--- START OF PROVIDED RECORDS ---

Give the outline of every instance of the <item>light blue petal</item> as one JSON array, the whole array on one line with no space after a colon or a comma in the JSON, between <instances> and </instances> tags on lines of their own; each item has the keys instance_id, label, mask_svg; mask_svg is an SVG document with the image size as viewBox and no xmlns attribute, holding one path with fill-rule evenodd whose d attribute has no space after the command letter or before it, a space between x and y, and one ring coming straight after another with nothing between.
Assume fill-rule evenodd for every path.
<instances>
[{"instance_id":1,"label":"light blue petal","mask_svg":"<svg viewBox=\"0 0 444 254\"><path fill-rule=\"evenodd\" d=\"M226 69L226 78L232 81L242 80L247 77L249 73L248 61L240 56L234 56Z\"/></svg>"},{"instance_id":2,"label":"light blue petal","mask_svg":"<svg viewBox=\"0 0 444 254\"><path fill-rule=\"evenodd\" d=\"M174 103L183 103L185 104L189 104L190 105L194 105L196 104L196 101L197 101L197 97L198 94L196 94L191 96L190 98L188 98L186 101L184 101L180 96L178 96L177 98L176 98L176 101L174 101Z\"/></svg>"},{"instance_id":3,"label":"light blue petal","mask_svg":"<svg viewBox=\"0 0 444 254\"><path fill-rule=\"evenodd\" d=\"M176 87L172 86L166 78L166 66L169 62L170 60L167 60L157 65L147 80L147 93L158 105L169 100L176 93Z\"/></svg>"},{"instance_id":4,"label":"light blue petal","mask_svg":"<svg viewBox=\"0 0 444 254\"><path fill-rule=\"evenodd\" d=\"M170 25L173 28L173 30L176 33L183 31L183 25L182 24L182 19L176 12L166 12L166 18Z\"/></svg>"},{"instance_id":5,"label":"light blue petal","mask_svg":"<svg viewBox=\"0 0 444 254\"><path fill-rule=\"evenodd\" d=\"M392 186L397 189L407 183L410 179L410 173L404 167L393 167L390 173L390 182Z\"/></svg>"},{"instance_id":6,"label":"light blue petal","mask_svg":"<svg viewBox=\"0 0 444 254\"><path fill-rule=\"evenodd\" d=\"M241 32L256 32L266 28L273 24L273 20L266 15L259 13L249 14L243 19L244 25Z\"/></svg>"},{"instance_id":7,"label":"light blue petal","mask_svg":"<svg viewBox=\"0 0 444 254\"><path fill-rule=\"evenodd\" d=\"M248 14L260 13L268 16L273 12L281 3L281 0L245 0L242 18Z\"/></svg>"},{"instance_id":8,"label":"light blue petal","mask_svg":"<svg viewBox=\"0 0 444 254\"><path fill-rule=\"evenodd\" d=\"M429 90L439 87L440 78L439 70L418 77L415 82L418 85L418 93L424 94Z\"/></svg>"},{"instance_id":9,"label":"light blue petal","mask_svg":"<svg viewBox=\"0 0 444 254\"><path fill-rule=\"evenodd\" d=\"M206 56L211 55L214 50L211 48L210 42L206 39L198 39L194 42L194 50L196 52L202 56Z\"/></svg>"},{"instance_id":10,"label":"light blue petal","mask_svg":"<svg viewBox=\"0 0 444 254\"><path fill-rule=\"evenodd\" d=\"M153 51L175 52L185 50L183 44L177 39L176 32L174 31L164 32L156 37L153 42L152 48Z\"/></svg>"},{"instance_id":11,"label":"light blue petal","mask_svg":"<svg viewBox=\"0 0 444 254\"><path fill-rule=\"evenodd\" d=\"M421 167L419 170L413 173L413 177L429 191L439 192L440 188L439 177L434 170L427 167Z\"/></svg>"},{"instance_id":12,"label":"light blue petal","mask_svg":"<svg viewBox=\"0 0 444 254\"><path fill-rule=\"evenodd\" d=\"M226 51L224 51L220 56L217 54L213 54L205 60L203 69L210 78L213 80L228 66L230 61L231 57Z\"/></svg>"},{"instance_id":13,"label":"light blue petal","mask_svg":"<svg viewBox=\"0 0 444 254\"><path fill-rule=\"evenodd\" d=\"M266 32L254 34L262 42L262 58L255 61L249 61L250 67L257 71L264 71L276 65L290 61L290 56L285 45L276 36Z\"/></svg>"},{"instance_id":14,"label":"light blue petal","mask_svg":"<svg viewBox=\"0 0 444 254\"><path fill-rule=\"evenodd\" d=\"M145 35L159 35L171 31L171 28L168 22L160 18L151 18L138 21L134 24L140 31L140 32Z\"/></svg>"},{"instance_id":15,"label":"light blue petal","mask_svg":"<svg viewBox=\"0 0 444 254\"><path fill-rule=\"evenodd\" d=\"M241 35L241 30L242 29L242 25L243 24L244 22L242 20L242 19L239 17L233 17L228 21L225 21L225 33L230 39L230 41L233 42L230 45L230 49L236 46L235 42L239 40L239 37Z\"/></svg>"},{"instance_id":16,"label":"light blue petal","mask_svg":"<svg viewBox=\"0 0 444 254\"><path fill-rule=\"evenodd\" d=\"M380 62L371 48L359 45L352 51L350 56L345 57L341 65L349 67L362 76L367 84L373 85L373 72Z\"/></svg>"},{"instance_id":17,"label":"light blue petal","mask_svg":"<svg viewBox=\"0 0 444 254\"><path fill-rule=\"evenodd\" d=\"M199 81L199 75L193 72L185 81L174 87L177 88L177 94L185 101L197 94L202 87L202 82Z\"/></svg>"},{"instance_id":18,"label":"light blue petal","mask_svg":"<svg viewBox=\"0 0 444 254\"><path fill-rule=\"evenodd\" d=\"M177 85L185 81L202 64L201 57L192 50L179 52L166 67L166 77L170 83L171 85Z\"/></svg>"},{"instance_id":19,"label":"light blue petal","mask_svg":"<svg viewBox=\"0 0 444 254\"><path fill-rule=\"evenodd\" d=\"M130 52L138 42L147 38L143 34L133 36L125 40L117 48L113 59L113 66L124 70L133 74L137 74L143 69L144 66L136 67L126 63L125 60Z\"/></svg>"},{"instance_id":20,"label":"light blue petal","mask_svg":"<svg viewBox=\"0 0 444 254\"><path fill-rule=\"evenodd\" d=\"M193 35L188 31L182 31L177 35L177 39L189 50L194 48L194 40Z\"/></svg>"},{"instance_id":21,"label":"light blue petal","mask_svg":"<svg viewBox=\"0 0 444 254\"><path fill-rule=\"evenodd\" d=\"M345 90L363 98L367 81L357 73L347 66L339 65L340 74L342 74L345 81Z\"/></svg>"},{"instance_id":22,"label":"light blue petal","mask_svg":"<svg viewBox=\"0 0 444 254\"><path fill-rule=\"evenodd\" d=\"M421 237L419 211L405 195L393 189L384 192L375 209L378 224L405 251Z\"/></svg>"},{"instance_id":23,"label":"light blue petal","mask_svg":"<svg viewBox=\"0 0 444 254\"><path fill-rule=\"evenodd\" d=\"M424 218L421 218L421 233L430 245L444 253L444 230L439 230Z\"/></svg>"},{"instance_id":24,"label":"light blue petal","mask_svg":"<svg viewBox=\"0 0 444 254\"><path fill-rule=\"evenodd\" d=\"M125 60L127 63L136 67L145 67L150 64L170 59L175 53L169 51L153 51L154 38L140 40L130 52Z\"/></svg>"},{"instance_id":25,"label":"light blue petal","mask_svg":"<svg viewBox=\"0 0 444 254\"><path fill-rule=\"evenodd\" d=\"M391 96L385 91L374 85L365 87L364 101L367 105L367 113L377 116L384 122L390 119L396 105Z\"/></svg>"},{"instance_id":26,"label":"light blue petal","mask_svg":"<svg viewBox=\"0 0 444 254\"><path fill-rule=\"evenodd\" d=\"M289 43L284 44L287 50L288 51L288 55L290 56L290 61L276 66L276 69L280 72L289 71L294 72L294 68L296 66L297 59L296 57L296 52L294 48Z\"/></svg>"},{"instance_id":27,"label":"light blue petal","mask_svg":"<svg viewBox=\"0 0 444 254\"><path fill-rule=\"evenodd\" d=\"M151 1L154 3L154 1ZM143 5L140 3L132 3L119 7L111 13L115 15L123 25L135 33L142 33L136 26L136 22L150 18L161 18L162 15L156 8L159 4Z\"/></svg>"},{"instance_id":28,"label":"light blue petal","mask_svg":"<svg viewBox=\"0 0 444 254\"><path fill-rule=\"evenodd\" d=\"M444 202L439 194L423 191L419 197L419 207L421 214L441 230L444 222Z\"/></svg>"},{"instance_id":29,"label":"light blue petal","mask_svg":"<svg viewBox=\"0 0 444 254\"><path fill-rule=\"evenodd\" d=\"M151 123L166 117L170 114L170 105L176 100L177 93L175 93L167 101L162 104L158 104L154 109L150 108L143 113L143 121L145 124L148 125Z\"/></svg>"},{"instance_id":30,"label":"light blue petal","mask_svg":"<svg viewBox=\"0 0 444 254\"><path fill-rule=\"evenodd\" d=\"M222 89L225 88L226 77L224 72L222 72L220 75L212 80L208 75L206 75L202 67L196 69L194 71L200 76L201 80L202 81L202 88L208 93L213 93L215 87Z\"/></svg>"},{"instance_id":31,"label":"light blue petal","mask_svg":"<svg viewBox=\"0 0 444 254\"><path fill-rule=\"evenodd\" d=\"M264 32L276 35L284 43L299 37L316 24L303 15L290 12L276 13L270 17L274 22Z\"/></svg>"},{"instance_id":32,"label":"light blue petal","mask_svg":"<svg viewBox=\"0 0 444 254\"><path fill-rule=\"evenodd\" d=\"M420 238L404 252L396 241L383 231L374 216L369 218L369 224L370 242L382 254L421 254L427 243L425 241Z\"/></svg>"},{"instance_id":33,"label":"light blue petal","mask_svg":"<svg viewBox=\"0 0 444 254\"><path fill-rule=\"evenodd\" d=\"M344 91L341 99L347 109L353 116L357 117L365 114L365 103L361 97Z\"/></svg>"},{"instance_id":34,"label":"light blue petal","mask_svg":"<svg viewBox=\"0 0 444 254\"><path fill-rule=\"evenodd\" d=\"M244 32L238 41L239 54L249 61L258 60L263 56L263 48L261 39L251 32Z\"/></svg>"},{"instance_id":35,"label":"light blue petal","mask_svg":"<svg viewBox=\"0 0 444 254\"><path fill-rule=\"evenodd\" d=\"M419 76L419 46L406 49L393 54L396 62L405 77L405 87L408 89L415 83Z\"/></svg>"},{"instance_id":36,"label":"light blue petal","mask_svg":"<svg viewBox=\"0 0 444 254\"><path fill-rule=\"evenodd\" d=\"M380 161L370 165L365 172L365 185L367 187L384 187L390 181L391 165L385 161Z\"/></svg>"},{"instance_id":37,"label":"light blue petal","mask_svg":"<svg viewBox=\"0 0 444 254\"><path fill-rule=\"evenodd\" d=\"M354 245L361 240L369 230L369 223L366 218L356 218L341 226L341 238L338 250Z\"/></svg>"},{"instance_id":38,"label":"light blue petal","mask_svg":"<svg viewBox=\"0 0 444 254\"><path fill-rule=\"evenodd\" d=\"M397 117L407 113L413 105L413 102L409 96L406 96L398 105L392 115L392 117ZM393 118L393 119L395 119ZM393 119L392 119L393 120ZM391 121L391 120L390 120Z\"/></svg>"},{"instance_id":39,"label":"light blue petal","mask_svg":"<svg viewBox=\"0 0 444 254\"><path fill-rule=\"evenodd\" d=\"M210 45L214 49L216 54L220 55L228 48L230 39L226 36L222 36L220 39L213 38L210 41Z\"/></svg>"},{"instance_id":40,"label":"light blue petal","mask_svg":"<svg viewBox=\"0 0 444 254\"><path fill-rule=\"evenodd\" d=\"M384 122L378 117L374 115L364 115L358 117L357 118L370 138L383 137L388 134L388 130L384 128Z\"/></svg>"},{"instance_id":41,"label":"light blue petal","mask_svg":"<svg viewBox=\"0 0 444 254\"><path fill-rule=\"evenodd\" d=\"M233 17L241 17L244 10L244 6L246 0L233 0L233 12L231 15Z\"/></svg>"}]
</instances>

--- END OF PROVIDED RECORDS ---

• BRIEF: How many lines of the records above contain the word "every"? Reply with only the number.

• OUTPUT OF THE TASK: 2